Task material ::

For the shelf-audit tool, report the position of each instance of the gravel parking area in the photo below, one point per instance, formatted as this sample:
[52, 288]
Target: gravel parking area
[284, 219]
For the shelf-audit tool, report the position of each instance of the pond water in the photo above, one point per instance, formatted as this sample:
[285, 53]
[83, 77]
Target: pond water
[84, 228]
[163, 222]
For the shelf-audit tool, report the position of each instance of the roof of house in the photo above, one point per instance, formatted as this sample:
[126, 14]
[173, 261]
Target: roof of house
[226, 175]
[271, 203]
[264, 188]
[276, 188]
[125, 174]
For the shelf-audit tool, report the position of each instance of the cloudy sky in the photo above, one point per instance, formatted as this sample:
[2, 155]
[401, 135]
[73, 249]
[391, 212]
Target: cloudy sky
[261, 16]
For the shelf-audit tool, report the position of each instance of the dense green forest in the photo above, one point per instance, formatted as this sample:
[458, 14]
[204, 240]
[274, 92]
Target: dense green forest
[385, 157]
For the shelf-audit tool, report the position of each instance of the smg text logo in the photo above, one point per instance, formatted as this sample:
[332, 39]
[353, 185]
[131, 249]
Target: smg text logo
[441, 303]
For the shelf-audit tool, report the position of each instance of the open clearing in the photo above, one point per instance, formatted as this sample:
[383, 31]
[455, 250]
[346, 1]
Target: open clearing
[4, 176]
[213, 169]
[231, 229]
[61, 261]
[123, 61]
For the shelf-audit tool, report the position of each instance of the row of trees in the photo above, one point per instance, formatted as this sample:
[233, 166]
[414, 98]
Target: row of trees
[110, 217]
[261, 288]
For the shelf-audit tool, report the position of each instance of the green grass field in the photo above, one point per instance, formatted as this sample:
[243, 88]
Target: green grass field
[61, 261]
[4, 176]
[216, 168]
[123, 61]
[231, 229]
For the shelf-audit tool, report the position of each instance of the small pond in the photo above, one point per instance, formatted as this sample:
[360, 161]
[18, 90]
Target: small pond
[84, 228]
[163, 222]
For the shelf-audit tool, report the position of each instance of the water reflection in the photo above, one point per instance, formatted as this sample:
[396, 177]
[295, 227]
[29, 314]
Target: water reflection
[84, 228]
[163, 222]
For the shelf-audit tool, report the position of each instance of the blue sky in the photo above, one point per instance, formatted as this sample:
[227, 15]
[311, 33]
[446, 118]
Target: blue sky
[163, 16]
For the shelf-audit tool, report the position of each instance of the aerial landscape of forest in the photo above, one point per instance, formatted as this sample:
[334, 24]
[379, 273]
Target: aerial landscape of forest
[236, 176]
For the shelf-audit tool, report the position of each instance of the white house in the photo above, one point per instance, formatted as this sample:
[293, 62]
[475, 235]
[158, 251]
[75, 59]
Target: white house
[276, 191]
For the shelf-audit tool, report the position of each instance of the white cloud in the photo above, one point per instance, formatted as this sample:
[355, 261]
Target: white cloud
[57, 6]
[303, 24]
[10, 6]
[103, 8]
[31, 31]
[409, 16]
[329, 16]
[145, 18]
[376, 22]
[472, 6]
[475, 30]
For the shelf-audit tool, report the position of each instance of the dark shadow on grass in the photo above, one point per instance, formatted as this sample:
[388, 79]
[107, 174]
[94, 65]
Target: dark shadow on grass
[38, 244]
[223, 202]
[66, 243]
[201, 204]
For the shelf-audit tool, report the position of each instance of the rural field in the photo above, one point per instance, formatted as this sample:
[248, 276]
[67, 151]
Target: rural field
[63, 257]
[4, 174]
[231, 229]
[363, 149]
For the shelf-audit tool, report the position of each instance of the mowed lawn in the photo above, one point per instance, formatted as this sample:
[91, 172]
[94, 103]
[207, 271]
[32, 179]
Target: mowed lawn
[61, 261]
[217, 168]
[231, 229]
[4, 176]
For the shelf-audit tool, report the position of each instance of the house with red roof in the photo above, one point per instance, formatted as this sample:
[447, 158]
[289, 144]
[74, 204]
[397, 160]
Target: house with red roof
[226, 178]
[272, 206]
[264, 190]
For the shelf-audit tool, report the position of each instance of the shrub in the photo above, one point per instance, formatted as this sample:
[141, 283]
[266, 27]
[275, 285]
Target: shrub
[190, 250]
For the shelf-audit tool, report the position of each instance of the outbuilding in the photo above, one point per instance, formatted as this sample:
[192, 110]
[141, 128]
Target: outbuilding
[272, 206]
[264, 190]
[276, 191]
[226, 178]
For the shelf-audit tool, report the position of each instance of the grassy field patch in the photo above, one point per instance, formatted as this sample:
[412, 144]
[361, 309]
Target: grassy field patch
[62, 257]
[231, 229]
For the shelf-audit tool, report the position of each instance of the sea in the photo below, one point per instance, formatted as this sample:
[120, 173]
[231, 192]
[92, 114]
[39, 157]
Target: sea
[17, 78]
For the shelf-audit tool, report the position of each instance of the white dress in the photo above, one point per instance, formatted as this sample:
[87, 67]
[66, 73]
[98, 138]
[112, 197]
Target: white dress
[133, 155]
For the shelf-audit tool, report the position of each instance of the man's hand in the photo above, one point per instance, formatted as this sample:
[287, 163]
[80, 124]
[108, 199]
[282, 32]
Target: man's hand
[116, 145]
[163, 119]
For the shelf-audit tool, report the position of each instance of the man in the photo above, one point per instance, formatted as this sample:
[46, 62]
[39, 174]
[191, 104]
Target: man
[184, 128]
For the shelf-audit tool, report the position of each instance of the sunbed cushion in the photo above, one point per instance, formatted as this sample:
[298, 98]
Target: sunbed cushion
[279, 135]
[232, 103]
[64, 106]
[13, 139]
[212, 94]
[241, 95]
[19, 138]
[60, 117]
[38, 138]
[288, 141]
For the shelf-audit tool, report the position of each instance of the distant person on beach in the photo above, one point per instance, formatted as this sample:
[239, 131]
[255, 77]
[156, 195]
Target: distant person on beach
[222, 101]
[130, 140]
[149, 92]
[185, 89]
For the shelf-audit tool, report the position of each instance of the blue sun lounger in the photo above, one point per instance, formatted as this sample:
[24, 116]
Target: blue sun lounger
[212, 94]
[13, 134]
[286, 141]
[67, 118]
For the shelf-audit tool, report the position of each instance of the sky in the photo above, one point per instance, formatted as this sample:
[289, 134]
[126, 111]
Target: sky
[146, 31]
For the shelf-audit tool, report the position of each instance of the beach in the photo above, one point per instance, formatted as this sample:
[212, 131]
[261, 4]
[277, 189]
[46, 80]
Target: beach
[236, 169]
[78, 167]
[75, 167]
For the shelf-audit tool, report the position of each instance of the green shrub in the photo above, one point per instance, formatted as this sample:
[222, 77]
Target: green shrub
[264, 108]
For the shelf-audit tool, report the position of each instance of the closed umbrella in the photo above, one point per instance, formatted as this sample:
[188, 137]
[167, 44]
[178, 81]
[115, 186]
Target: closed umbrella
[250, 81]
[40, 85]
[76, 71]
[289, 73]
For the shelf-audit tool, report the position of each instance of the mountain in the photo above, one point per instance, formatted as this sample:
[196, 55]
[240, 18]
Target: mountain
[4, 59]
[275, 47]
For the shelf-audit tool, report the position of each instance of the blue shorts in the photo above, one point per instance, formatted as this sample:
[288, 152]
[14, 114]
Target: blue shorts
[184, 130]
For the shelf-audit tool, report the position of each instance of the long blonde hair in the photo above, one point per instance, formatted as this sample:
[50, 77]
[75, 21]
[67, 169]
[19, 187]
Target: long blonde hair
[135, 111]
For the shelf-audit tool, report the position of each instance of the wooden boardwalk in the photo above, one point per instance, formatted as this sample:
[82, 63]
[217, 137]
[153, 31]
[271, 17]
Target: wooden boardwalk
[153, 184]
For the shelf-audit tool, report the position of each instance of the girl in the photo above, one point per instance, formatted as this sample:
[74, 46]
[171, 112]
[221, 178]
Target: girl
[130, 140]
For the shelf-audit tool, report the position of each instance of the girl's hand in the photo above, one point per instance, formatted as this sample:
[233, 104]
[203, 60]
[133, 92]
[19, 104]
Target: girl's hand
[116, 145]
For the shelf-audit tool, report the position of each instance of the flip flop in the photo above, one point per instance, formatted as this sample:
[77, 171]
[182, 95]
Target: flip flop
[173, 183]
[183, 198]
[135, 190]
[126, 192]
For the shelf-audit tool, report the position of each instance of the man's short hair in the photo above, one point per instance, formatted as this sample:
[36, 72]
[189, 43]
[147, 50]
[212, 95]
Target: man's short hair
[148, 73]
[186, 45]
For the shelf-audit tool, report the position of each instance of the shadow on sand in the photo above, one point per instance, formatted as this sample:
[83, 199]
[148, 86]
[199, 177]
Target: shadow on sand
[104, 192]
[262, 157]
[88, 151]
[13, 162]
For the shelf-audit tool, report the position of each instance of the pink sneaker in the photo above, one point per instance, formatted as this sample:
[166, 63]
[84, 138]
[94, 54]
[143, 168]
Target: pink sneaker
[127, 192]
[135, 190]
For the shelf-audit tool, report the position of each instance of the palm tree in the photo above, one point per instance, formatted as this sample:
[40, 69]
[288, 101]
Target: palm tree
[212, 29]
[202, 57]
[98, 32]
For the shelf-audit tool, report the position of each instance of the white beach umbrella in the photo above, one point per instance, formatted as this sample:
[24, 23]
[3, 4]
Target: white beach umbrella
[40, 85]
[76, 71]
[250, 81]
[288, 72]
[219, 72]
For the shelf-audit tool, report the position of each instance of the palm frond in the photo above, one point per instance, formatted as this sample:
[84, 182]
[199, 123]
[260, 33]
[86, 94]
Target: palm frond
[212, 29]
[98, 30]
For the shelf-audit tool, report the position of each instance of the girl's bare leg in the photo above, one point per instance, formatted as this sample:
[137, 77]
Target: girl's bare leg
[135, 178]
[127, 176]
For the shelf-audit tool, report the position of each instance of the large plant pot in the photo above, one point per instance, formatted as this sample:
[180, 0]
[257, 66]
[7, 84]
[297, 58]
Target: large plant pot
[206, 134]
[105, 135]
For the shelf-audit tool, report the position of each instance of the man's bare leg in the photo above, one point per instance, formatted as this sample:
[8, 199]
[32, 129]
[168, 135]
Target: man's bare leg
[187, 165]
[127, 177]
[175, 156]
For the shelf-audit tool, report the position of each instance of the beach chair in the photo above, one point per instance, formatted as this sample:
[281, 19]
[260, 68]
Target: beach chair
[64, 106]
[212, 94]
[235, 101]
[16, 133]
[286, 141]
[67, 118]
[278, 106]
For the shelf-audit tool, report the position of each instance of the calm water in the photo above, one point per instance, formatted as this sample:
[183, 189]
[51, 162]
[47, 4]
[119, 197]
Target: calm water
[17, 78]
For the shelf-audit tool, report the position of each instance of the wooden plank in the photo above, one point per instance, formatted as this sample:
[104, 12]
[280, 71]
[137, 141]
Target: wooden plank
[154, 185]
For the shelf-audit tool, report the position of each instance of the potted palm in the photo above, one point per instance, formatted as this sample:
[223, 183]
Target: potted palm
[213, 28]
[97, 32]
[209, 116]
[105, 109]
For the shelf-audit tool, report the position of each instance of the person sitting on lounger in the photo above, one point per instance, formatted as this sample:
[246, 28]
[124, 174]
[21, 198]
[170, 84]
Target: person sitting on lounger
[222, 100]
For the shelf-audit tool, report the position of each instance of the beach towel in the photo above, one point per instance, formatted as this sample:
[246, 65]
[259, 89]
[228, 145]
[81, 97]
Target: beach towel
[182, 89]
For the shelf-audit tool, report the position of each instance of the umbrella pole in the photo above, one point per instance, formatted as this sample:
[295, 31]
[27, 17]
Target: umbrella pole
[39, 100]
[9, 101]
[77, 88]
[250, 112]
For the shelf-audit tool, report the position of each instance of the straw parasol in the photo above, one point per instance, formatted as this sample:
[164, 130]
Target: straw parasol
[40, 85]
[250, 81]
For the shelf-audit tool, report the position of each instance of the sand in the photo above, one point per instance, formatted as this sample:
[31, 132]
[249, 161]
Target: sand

The problem ::
Pull every line that holds the string "below" out of the records.

Response ::
For the shelf-audit tool, report the position of each instance of the gravel parking area in the photo below, one point per instance, formatted as this sample:
For the shelf-audit tool, report the position of each instance of the sea in the photo below, one point per instance, formatted as this sample:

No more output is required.